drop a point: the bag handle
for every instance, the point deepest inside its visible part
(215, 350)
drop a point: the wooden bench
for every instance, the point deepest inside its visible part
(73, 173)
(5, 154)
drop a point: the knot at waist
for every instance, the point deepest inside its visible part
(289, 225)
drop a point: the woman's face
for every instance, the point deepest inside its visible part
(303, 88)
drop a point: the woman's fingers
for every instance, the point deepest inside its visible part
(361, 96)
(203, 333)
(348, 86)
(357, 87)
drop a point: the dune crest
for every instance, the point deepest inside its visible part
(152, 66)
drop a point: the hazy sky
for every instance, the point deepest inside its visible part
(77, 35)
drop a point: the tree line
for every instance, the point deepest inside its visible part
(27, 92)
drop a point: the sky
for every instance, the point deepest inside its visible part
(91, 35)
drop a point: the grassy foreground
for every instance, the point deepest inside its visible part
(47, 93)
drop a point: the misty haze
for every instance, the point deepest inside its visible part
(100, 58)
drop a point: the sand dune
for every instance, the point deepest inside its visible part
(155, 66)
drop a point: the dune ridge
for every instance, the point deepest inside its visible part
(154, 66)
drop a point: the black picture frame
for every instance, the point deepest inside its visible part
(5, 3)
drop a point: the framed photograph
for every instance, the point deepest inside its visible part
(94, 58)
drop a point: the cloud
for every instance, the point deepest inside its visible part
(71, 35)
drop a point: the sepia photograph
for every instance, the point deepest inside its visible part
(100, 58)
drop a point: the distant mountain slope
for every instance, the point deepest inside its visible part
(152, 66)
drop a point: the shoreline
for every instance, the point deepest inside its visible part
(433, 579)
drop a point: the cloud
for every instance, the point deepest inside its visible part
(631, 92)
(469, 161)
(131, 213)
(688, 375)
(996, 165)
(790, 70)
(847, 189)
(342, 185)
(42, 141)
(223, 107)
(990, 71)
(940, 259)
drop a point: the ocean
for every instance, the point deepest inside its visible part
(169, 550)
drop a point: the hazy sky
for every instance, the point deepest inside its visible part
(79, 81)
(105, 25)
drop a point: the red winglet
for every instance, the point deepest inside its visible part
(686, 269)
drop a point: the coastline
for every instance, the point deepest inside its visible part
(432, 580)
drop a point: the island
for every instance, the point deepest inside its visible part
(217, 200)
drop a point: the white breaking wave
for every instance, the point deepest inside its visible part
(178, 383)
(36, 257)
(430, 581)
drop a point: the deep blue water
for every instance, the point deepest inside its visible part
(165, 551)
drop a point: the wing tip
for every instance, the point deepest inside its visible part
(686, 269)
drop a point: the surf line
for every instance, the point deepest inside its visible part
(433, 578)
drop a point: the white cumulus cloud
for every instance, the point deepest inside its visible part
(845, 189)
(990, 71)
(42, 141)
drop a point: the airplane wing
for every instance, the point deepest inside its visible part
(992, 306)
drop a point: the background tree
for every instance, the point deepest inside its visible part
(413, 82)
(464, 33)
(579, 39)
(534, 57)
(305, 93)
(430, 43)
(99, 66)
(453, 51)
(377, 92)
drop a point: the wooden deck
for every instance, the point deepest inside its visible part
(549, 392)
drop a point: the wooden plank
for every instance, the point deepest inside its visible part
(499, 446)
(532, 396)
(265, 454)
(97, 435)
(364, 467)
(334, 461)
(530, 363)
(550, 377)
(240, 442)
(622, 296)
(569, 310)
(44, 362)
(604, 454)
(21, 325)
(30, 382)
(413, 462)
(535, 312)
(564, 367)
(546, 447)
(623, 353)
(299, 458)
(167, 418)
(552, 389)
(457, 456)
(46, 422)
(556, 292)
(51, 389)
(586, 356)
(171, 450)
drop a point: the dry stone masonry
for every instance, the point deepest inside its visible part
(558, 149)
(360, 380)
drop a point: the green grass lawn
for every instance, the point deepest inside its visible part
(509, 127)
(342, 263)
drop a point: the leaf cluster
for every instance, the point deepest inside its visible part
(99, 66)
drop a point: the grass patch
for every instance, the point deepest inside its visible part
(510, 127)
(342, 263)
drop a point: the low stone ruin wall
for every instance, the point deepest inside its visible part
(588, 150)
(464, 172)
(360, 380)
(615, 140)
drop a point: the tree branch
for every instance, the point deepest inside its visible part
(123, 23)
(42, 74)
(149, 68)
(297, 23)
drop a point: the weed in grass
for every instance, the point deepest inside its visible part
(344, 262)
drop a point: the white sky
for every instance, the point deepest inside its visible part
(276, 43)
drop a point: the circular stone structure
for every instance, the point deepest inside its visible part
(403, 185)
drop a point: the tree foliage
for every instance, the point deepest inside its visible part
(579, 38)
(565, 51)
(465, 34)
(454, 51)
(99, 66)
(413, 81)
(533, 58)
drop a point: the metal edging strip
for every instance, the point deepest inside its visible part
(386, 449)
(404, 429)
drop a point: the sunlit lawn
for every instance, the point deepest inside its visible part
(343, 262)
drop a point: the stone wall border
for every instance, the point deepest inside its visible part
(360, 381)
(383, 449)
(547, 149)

------------------------------------

Reproduce exactly the lines from the one containing "drop a point: the wooden deck" through the last line of the records above, including both, and nothing else.

drop a point: the wooden deck
for every instance, the point deepest inside its visible part
(549, 392)
drop a point: the wooden plank
for every instance, the point deepest inside its visible part
(499, 446)
(532, 396)
(265, 454)
(97, 435)
(364, 467)
(334, 461)
(530, 363)
(550, 377)
(240, 442)
(622, 296)
(569, 310)
(44, 362)
(604, 454)
(21, 325)
(30, 382)
(413, 462)
(535, 312)
(564, 367)
(546, 447)
(623, 353)
(299, 458)
(167, 418)
(552, 389)
(457, 456)
(46, 422)
(556, 292)
(51, 389)
(586, 356)
(171, 450)
drop a point: the dry stone masonry
for every instance, the point deepest inside its visible part
(558, 149)
(360, 380)
drop a point: the green grass lawn
for every instance, the point deepest inside its visible part
(509, 127)
(342, 263)
drop a point: the leaf cluster
for every instance, the point deepest inside its visible part
(99, 66)
drop a point: the grass patch
for every instance, the point deepest inside its visible part
(510, 127)
(342, 263)
drop a point: the low stone ruin wall
for every instance, the point deepest inside its visible part
(588, 150)
(464, 172)
(360, 380)
(615, 140)
drop a point: the tree branch
for every instance, the point deepest inside its visible part
(123, 23)
(42, 74)
(149, 68)
(297, 23)
drop a point: the weed in grass
for every instance, the point deepest inside its visible part
(344, 262)
drop a point: the white sky
for every instance, the point deepest inside its visible part
(276, 43)
drop a point: the circular stone structure
for every instance, the point deepest inside its visible part
(403, 185)
drop a point: the tree foliage
for every instance, the point deepest inside its visible part
(579, 38)
(565, 51)
(465, 34)
(454, 51)
(99, 66)
(413, 81)
(533, 58)
drop a point: the metal edging strip
for every instance, the point deepest inside its visible part
(386, 449)
(404, 429)
drop a point: the sunlit lawn
for every instance, the point deepest inside its visible part
(343, 262)
drop a point: the stone wall border
for every instance, the point deepest inside its visible part
(360, 381)
(383, 449)
(547, 149)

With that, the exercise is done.